> **REQUIRED TASK**
Reproduce the lines beginning with the one containing "Could you mark the region of every instance of the final" and continuing through the last line, replacing "final four patch" with "tournament patch" and leaving everything else unchanged.
# # # # #
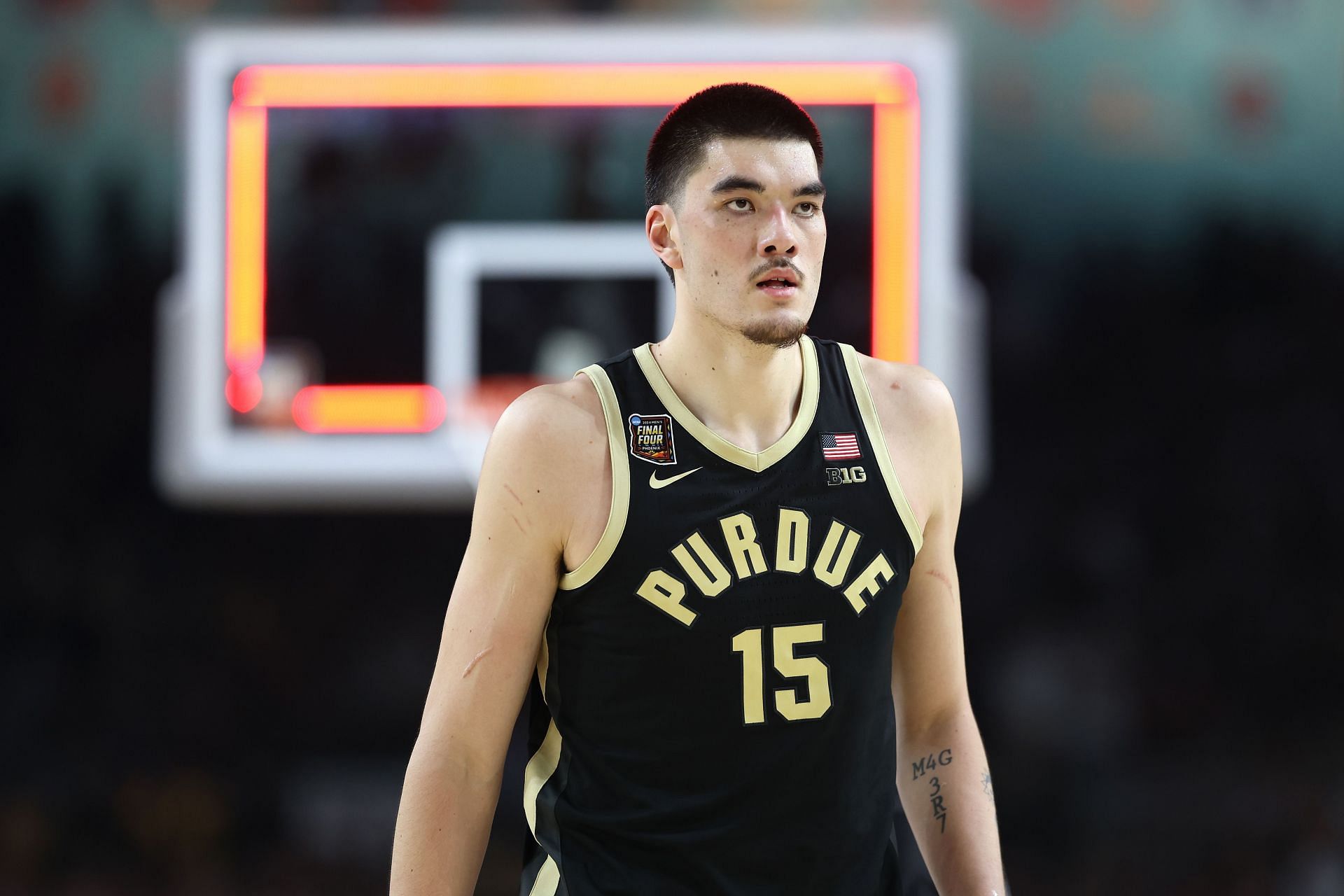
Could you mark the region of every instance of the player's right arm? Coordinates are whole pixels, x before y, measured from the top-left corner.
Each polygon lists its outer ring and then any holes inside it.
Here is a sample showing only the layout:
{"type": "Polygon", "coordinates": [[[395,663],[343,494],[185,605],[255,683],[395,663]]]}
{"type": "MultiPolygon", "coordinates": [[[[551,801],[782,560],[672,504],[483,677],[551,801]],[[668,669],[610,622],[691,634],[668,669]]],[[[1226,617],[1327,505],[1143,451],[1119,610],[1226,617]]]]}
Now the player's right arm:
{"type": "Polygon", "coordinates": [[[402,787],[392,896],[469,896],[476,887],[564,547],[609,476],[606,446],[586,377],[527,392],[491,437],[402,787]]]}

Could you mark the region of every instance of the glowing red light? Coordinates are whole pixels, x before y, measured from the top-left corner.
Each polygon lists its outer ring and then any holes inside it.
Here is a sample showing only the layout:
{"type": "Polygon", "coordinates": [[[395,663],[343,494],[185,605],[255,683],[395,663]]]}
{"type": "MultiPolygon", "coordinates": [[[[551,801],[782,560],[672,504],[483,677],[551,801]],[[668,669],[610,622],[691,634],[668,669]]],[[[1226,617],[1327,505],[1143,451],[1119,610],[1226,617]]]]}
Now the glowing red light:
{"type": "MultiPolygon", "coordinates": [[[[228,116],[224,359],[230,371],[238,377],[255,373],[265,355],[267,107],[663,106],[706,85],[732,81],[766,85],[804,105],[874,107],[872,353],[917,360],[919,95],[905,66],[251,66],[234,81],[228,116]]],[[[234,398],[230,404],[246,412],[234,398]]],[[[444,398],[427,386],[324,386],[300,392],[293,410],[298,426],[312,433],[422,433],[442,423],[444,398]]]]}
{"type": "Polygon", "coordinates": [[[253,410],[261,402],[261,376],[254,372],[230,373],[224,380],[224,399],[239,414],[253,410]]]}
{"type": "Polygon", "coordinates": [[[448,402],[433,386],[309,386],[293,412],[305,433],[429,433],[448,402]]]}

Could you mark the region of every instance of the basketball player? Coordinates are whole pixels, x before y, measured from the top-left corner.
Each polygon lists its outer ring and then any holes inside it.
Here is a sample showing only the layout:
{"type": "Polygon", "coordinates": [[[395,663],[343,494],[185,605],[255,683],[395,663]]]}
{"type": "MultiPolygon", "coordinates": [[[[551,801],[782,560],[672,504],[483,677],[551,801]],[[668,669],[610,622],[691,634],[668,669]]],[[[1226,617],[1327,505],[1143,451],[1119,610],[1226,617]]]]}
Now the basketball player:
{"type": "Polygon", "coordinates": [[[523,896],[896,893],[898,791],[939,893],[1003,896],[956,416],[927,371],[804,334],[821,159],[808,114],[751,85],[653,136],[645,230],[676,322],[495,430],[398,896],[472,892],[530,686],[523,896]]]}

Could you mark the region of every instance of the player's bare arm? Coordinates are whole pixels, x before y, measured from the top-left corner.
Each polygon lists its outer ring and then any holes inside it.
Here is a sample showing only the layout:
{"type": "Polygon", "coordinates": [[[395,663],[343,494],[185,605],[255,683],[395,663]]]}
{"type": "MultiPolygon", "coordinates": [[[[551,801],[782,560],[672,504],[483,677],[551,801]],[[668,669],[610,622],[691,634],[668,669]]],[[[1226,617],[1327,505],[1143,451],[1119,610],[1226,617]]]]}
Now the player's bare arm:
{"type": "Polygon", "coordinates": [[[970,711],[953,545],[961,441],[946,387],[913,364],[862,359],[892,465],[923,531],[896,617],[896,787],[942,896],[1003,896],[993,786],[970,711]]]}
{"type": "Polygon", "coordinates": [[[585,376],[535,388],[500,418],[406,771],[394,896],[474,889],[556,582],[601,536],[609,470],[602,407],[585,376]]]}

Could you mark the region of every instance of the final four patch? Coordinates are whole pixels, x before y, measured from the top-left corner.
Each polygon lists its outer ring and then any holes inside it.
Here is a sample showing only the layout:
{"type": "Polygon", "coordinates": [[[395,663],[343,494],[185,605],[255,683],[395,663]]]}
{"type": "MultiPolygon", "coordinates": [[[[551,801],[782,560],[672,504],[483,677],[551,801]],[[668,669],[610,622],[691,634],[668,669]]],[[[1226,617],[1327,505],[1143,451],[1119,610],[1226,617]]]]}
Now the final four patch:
# # # # #
> **RESULT OF THE TASK**
Could you mark the region of every instance of the tournament patch? Coordinates are whole pixels, x before y, measured from the top-left corner.
Each polygon lists its outer ring and then any holes inside it.
Here is a sample showing only the layout:
{"type": "Polygon", "coordinates": [[[395,663],[343,494],[185,605],[255,683],[395,663]]]}
{"type": "MultiPolygon", "coordinates": [[[[551,801],[782,560],[672,504],[483,677],[551,801]],[[668,669],[610,622],[691,634],[668,669]]],[[[1226,617],[1327,505],[1143,451],[1119,610],[1226,617]]]]}
Now the tournament patch:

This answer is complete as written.